異哉所謂國體問題者

異哉所謂國體問題者
作者:梁啟超
1915年8月31日

  秋霖腹疾,一臥兼旬,感事懷人,百念灰盡,而戶以外甚囂塵上,喧然以國體問題聞。以厭作政譚如鄙人者,豈必更有所論列?雖然,獨于茲事有所不容已於言也,乃作斯篇。

《大中華雜誌》第一卷第八期,1915年

  吾當下筆之先,有二義當為讀者告:其一當知鄙人原非如新進耳食家之心醉共和,故於共和國體非有所偏愛,而於其他國體非有所偏惡。鄙人十年來夙所持論,可取之以與今日所論相對勘也。其二當知鄙人又非如老輩墨守家之斷斷爭朝代,首陽蕨薇,魯連東海,此個人各因其地位而謀所以自處之道則有然,若放眼以觀國家尊榮危亡之所由,則一姓之興替,豈有所擇?先辨此二義,以讀吾文,庶可以無蔽而適於正鵠也。

  吾自昔常標一義以告于眾,謂吾儕立憲黨之政論家,只問政體,不問國體。驟聞者或以此為取巧之言,不知此乃政論(家)①當恪守之好例②,無可逾越也。蓋國體之為物,既非政論家之所當問,尤非政論家之所能問。何以言乎不當問?當國體彷徨歧路之時,政治之一大部分恆呈中止之狀態,殆無復政象之可言,而政論更安所麗?苟政論家而牽惹國體問題,故導之以入彷徨歧路,則是先自壞其立足之基礎,譬之欲陟而捐其階,欲渡而捨其舟也,故曰不當問也。何以言乎不能問?凡國體之由甲種而變為乙種,或由乙種而復變為甲種,其驅運而旋轉之者,恆存夫政治以外之勢力。其時機未至耶,絕非緣政論家之贊成所能促進;其時機已至耶,又絕非緣政論家之反對所能制止。以政論家而容喙於國體問題,實不自量之甚也,故曰不能問也。豈惟政論家為然,即實行之政治家亦當有然。常在現行國體基礎之上,而謀政體政象之改進,此即政治家唯一之天職也。苟於此範圍外越雷池一步,則是革命家或陰謀家之所為,非堂堂正正之政治家所當有之事也。其消極的嚴守之範圍則既若是矣,其積極的進取之範圍則亦有焉。在甲種國體之下為政治活動,在乙種反對國體之下仍為同樣之政治活動,此不足成為政治家之節操問題。惟犧牲其平日政治上之主張,以售易一時政治上之地位,斯則成為政治家(之)①節操問題耳。是故不問國體只問政體之一大義,實徹上徹下,而政治家所最宜服用也。

命名对象指点记录:
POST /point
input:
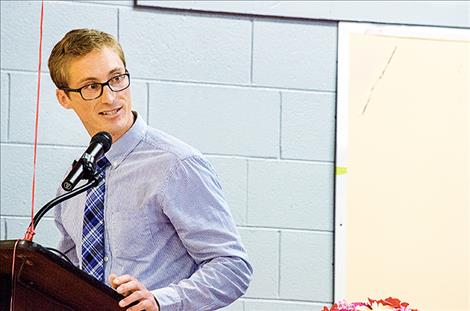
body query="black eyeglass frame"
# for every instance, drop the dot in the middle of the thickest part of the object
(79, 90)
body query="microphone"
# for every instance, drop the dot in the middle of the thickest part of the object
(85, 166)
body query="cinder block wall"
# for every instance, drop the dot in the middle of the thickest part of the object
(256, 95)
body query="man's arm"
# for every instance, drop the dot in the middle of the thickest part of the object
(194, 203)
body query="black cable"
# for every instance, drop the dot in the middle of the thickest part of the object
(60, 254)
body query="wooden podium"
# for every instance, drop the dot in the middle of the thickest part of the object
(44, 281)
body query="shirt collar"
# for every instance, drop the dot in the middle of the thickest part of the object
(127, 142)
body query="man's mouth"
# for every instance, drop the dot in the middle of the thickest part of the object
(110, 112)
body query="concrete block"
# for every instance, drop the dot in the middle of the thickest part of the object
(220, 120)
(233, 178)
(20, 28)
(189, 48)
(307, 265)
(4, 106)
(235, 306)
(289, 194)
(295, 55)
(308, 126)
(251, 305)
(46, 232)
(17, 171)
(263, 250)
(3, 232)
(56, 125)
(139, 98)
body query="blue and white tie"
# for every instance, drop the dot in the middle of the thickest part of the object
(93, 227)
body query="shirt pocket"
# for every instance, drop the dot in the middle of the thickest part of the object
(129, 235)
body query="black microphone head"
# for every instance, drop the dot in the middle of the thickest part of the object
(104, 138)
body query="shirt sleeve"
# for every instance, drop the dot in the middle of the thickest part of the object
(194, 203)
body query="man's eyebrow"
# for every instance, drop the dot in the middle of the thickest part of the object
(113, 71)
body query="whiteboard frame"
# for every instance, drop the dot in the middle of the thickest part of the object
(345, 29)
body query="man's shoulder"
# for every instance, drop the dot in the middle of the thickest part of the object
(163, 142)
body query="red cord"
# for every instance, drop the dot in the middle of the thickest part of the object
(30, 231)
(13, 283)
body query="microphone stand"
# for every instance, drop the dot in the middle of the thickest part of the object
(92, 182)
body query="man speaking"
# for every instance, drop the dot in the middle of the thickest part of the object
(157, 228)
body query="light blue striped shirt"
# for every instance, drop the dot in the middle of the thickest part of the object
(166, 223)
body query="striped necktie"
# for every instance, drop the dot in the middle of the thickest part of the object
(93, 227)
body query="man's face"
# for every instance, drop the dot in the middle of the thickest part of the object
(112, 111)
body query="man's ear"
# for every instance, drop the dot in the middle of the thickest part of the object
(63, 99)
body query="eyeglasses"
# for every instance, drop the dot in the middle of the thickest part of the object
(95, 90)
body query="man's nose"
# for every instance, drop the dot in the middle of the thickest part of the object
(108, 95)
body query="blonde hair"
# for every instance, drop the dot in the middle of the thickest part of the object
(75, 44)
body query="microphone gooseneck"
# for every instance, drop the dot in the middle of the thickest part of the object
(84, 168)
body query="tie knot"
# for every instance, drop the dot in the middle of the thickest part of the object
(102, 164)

> [练习任务]:
1) 根据这篇论国体问题的文章,判断下列三项说法是否与原文相符。每项回答“是”或“否”,并照录原文中起决定作用的字句。(a)作者自称对共和国体有所偏爱。(b)作者认为推动国体变更的,常是政治以外的势力。(c)作者认为在甲、乙两种国体下从事同样的政治活动,构成政治家的节操问题。
2) 请改写这篇论国体问题的文章中的一段:从含有“秋霖腹疾,一臥兼旬,感事懷人”的字句起,到“徹下,而政治家所最宜服用也。”止,把其中的“鄙人”一律换成“余”,其余照录。
3) 请接着这篇论国体问题的文章最后一句续写下去。

> [练习答案]:
1)
(a)否。“故於共和國體非有所偏愛”
(b)是。“其驅運而旋轉之者,恆存夫政治以外之勢力”
(c)否。“此不足成為政治家之節操問題”

2)
秋霖腹疾,一臥兼旬,感事懷人,百念灰盡,而戶以外甚囂塵上,喧然以國體問題聞。以厭作政譚如余者,豈必更有所論列?雖然,獨于茲事有所不容已於言也,乃作斯篇。

《大中華雜誌》第一卷第八期,1915年

  吾當下筆之先,有二義當為讀者告:其一當知余原非如新進耳食家之心醉共和,故於共和國體非有所偏愛,而於其他國體非有所偏惡。余十年來夙所持論,可取之以與今日所論相對勘也。其二當知余又非如老輩墨守家之斷斷爭朝代,首陽蕨薇,魯連東海,此個人各因其地位而謀所以自處之道則有然,若放眼以觀國家尊榮危亡之所由,則一姓之興替,豈有所擇?先辨此二義,以讀吾文,庶可以無蔽而適於正鵠也。

  吾自昔常標一義以告于眾,謂吾儕立憲黨之政論家,只問政體,不問國體。驟聞者或以此為取巧之言,不知此乃政論(家)①當恪守之好例②,無可逾越也。蓋國體之為物,既非政論家之所當問,尤非政論家之所能問。何以言乎不當問?當國體彷徨歧路之時,政治之一大部分恆呈中止之狀態,殆無復政象之可言,而政論更安所麗?苟政論家而牽惹國體問題,故導之以入彷徨歧路,則是先自壞其立足之基礎,譬之欲陟而捐其階,欲渡而捨其舟也,故曰不當問也。何以言乎不能問?凡國體之由甲種而變為乙種,或由乙種而復變為甲種,其驅運而旋轉之者,恆存夫政治以外之勢力。其時機未至耶,絕非緣政論家之贊成所能促進;其時機已至耶,又絕非緣政論家之反對所能制止。以政論家而容喙於國體問題,實不自量之甚也,故曰不能問也。豈惟政論家為然,即實行之政治家亦當有然。常在現行國體基礎之上,而謀政體政象之改進,此即政治家唯一之天職也。苟於此範圍外越雷池一步,則是革命家或陰謀家之所為,非堂堂正正之政治家所當有之事也。其消極的嚴守之範圍則既若是矣,其積極的進取之範圍則亦有焉。在甲種國體之下為政治活動,在乙種反對國體之下仍為同樣之政治活動,此不足成為政治家之節操問題。惟犧牲其平日政治上之主張,以售易一時政治上之地位,斯則成為政治家(之)①節操問題耳。是故不問國體只問政體之一大義,實徹上徹下,而政治家所最宜服用也。

3)
  夫國體本無絕對之美,而惟以已成之事實為其成立存在之根原;欲憑學理為主奴而施人為的取捨於其間,寧非天下絕痴妄之事?僅痴妄猶未足為深病也;惟於國體挾一愛憎之見,而以人為的造成事實,以求與其愛憎相應,則利①害之中於國家將無巳時。故鄙人生平持論,無論何種國體,皆非所反對;惟在現行國體之下,而思以言論鼓吹他種國體,則無論何時皆反對之。昔吾對於在君主國體之下而鼓吹共和者嘗施反對矣,吾前後關於此事之辯論,殆不下二十萬言,直至辛亥(宣統三年,1911年)革命既起,吾于其年九月猶著一小冊,題曰新中國建設問題,為最後維持舊國體之商榷。吾果何愛于其時之皇室者,彼皇室之僇辱我豈猶未極?苟微革命,吾至今猶為海外之僇民耳。后以②當時皇室政治種種予人以絕望,吾非童騃,吾非聾聵,何至漫無感覺?顧乃冒天下之大不韙,思為彼亡垂絕之命,豈有他哉?以為若在當時現行國體之下,而國民合群策群力以圖政治之改革,則希望之遂或尚有其期;舊國體一經破壞,而新國體未為人民所安習,則當驟然蛻變之數年間,(其)①危險苦痛將不可思議。不幸則亡國恆於斯,即幸而不亡,而緣此沮政治改革之進行,則國家所蒙損失,其何由可贖?嗚呼!前事豈復忍道。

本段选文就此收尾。